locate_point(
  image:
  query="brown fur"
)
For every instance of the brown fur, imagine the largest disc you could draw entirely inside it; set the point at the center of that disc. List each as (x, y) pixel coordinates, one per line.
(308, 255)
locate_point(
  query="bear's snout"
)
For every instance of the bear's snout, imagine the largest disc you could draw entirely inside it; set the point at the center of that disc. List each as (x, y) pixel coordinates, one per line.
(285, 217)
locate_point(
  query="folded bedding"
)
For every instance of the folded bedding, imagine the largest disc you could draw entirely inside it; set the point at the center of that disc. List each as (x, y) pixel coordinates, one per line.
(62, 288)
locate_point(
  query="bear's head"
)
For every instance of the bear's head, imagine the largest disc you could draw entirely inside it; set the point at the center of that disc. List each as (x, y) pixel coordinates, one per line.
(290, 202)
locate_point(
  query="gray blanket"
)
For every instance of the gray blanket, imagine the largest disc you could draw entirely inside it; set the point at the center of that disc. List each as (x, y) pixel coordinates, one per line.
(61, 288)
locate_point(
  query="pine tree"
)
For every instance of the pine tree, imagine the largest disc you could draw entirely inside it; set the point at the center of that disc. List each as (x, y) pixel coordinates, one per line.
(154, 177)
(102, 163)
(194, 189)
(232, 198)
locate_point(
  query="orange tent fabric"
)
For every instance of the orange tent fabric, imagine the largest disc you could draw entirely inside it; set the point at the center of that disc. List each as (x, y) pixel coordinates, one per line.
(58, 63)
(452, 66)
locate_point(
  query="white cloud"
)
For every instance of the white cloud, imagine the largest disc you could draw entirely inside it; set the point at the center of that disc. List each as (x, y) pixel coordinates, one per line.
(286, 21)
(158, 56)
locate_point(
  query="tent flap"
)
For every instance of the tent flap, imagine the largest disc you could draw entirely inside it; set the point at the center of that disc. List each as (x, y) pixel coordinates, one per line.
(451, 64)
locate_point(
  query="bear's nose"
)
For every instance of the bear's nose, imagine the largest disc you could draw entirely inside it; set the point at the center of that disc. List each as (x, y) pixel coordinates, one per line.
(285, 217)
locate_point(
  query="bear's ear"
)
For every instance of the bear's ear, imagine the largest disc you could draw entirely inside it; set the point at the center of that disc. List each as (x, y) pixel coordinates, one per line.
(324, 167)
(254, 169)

+-------+

Brief:
Repeat every line of the material exactly as given.

Reply:
locate_point(
  image:
  query="brown fur"
)
For every instance of the brown fur, imagine the largest disc you could draw entirely inside it; set the point at the center of that disc. List each as (x, y) pixel coordinates, one per line.
(308, 255)
locate_point(
  query="bear's snout"
)
For every instance of the bear's snout, imagine the largest disc you could draw entirely inside it; set the point at the center of that disc. List each as (x, y) pixel coordinates, one per line.
(285, 217)
locate_point(
  query="folded bedding"
)
For every instance of the folded bedding, imagine the largest disc you could draw entirely inside it; set the point at the center of that disc. List each as (x, y) pixel coordinates, one per line.
(62, 288)
locate_point(
  query="bear's head"
)
For every instance of the bear's head, imagine the largest disc you could draw entirely inside it; set the point at the center of that disc. List each as (x, y) pixel coordinates, one per line.
(290, 202)
locate_point(
  query="gray blanket"
)
For every instance of the gray blanket, imagine the largest disc you could draw entirely inside it; set the point at the center of that disc. List each as (x, y) pixel coordinates, one per line.
(61, 288)
locate_point(
  query="pine tree"
)
For every instance of the pine tree, imagine the largest disc you could draw entirely inside it; set the point at the center of that disc. List each as (x, y) pixel coordinates, one per line.
(154, 177)
(102, 163)
(194, 189)
(232, 198)
locate_point(
  query="orange tent fabric"
)
For every instance of the orange tent fabric, imagine the largest disc you could draw entirely inside it; set the point at the center of that disc. List each as (x, y) pixel coordinates, one per line.
(58, 63)
(452, 66)
locate_point(
  query="white cloud"
)
For every instance of the white cloud, imagine the largest disc you could draw entirely inside it; set the point at the center of that disc. List each as (x, y) pixel coordinates, one per line.
(286, 21)
(158, 56)
locate_point(
  query="tent flap"
)
For every instance of the tent flap, imagine the largest disc you could draw entirely inside it; set the point at the center of that disc. List each as (x, y) pixel coordinates, one per line.
(451, 64)
locate_point(
  query="bear's nose"
)
For every instance of the bear's nose, imagine the largest disc you could draw entirely inside it; set the point at the center of that disc. List each as (x, y) pixel coordinates, one per line.
(285, 217)
locate_point(
  query="bear's ear"
)
For every instance of the bear's ear, imagine the largest disc you could draw entirely inside it; set the point at the center of that disc. List each as (x, y) pixel coordinates, one per line.
(324, 167)
(254, 169)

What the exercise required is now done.